_What is required_
Look through the listing below and report the lines that have the word "front" in them.

Content starts

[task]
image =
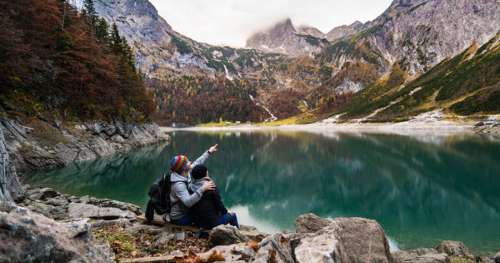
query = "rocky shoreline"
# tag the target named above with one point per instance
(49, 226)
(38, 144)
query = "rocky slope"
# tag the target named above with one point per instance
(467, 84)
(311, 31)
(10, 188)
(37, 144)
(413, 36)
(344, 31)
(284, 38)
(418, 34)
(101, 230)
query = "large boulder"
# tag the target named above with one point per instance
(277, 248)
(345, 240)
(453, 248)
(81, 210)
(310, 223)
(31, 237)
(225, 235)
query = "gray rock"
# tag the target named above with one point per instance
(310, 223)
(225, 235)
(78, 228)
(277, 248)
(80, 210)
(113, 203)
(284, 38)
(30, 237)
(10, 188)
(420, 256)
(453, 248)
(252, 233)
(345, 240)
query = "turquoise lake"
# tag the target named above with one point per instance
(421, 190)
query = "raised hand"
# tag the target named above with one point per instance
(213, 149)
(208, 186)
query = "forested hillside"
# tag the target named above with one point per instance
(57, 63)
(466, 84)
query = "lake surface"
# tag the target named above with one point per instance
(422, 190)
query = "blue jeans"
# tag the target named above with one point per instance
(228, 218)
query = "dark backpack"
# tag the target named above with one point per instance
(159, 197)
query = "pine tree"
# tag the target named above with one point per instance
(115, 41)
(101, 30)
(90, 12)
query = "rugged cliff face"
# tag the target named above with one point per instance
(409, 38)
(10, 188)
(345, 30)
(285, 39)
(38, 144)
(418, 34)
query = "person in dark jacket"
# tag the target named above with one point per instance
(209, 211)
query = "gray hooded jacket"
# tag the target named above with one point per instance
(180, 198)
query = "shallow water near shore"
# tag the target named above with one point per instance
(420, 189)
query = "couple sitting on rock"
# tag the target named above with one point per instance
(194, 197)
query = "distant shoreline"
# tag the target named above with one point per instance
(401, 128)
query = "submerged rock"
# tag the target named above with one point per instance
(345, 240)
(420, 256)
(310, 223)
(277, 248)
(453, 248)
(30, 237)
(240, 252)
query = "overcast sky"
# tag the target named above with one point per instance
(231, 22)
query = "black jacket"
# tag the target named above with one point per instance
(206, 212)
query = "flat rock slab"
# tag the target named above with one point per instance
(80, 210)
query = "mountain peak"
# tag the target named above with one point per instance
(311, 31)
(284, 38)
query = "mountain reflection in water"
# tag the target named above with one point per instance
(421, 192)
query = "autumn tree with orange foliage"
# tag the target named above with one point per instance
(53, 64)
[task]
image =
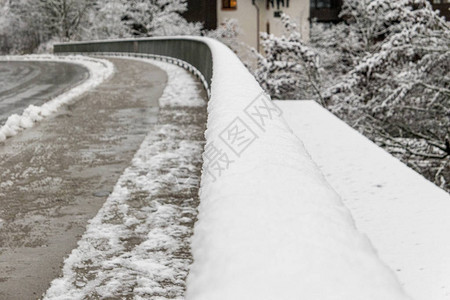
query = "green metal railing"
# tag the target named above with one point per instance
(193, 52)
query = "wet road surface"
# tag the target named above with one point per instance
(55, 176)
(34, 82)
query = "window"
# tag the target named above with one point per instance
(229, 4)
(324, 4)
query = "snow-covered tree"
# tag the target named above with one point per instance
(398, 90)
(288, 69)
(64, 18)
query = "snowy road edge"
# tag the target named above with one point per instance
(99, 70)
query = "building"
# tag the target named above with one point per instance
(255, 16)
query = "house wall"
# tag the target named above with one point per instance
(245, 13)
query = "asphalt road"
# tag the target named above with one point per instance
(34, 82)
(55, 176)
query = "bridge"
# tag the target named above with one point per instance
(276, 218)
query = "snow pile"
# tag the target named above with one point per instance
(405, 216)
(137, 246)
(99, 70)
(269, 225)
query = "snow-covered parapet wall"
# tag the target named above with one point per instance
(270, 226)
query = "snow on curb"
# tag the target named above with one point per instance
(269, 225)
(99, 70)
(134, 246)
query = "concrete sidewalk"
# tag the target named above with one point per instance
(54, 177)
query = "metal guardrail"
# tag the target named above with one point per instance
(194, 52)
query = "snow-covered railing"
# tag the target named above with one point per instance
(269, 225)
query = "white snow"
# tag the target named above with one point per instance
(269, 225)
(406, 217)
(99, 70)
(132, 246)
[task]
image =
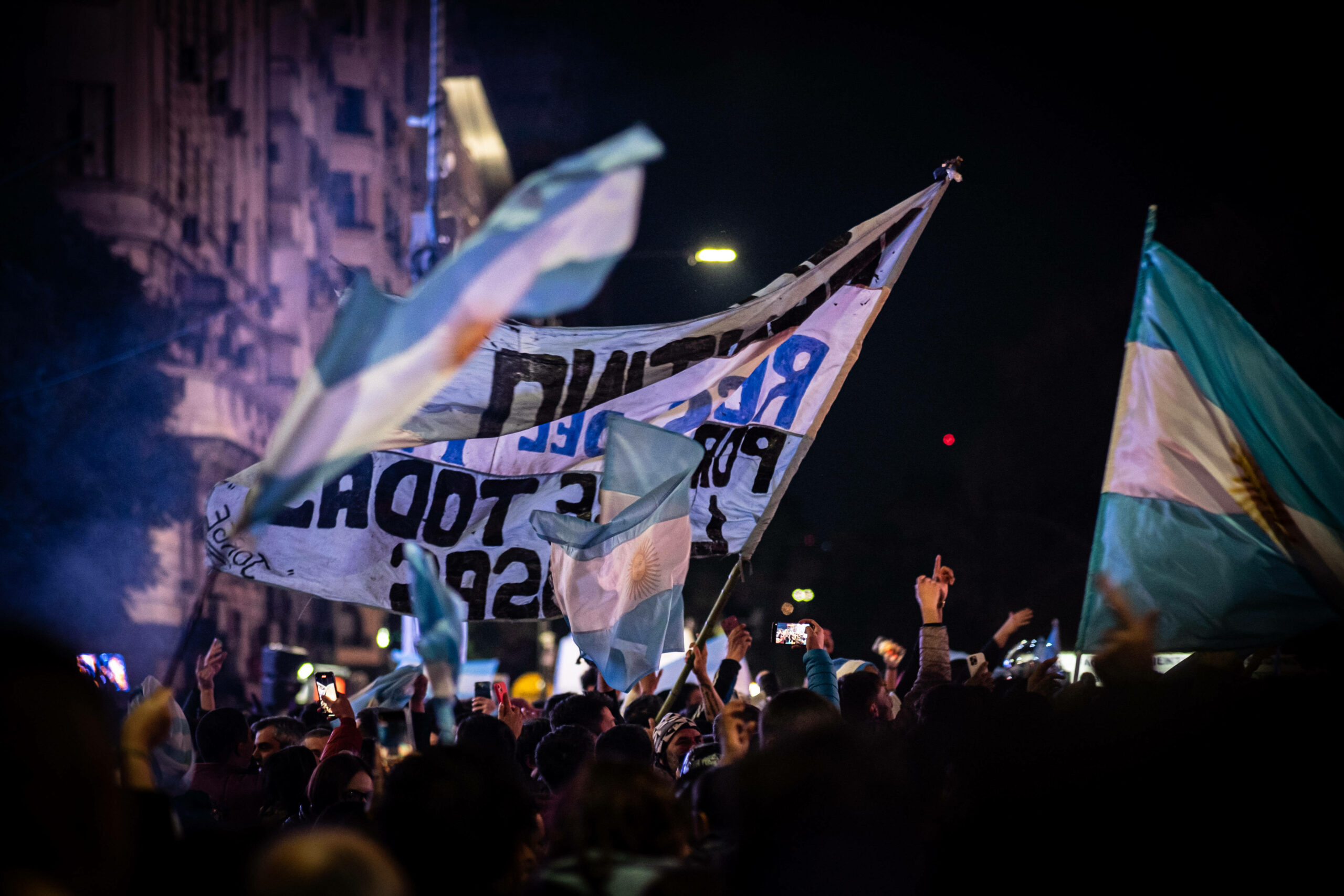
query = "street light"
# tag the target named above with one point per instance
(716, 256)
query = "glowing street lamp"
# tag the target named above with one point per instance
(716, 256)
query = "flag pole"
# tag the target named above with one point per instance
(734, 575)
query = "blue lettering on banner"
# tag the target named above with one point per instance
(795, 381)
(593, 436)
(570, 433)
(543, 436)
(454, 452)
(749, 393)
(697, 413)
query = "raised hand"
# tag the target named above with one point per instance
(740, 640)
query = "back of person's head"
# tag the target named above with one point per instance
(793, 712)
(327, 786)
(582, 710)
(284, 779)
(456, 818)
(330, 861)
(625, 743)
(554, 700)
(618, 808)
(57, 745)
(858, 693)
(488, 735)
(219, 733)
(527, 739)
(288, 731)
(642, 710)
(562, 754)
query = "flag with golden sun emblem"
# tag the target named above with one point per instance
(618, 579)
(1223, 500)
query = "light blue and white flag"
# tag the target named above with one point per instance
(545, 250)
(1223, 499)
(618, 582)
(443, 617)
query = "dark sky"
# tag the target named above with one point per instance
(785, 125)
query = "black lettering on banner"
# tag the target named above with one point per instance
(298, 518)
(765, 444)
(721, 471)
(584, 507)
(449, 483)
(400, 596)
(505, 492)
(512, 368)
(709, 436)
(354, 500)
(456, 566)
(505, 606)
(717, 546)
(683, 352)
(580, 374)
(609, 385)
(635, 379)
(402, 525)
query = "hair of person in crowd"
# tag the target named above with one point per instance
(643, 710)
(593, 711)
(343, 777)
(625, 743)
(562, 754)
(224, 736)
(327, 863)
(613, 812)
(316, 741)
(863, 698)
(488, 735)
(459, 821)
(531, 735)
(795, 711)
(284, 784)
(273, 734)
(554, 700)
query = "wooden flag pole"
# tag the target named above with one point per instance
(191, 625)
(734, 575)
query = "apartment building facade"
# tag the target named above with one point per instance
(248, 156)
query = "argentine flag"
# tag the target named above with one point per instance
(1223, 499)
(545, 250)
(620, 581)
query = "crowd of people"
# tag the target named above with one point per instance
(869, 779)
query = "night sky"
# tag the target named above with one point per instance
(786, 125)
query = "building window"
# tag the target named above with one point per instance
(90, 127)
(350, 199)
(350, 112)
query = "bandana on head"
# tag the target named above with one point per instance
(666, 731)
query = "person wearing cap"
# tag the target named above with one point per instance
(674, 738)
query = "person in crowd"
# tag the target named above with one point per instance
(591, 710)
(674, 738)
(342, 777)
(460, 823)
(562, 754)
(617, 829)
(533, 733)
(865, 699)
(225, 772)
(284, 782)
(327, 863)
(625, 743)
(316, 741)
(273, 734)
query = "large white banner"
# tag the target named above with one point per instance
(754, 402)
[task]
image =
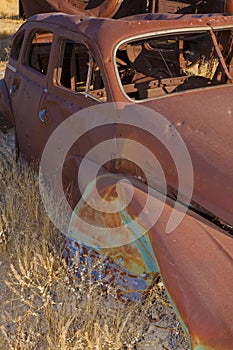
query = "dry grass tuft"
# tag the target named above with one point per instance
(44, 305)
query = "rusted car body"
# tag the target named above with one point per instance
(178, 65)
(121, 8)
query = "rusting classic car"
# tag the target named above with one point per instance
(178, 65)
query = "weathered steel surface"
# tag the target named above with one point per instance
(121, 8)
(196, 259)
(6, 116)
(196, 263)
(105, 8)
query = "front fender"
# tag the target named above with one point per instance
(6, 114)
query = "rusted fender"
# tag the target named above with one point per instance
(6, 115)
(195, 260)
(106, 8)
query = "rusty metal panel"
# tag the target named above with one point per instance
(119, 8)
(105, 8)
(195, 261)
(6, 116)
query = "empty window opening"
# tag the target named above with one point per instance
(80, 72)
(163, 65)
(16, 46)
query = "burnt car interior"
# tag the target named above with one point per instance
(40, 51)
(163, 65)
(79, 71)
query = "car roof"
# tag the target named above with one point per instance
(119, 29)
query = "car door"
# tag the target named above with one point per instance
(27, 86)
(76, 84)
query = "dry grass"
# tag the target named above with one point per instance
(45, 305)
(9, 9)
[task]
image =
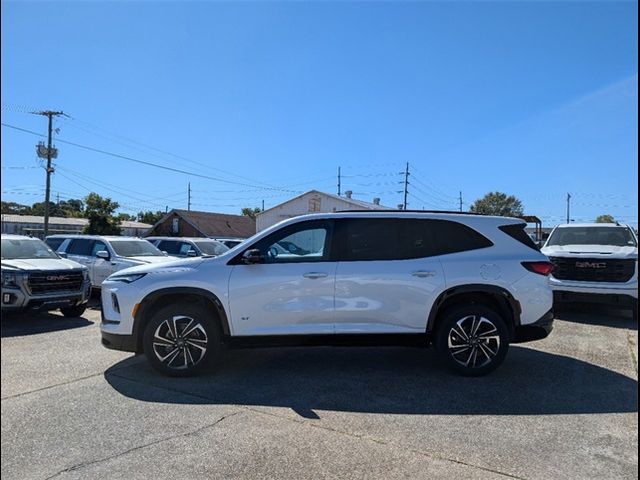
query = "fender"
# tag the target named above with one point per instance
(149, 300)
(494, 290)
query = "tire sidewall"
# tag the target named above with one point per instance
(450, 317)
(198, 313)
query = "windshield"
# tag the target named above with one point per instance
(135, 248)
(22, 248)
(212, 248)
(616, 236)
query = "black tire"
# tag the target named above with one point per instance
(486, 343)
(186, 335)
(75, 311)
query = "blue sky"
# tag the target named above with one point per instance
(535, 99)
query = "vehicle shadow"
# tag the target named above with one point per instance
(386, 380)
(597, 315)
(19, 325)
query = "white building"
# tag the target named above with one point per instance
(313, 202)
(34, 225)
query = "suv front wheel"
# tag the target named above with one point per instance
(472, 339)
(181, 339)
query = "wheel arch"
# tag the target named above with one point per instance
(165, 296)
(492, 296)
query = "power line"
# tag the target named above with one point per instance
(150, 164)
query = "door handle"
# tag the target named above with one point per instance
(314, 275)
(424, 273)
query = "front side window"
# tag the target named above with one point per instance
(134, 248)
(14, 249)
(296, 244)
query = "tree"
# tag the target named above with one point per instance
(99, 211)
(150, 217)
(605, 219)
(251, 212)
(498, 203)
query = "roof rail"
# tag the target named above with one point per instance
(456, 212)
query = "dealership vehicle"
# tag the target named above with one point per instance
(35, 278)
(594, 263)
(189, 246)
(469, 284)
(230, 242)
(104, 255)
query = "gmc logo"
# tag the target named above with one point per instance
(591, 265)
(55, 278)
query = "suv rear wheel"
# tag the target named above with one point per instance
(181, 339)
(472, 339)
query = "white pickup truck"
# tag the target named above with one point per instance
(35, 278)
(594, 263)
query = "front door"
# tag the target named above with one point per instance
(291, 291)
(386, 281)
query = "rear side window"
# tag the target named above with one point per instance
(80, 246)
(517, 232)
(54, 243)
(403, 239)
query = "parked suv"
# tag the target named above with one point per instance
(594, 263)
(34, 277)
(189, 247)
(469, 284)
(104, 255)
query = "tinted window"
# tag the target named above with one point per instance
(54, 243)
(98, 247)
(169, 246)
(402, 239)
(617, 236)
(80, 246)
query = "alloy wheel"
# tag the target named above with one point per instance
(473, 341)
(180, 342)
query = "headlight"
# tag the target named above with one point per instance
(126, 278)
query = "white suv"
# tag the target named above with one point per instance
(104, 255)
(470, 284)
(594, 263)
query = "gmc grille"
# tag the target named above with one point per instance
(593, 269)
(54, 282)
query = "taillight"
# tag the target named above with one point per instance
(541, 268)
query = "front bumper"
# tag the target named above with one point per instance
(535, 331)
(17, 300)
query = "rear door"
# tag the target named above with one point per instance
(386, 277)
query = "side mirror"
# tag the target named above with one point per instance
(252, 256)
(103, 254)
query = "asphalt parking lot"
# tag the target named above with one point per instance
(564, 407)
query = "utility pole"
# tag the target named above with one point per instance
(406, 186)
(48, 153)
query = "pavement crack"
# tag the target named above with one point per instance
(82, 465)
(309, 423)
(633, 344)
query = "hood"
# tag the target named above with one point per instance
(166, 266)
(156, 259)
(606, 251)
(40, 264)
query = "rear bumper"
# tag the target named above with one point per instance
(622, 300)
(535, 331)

Content ends

_Your response_
query = "front fender"
query = "suv front wheel"
query = "front side window"
query = "front door"
query = "front bumper"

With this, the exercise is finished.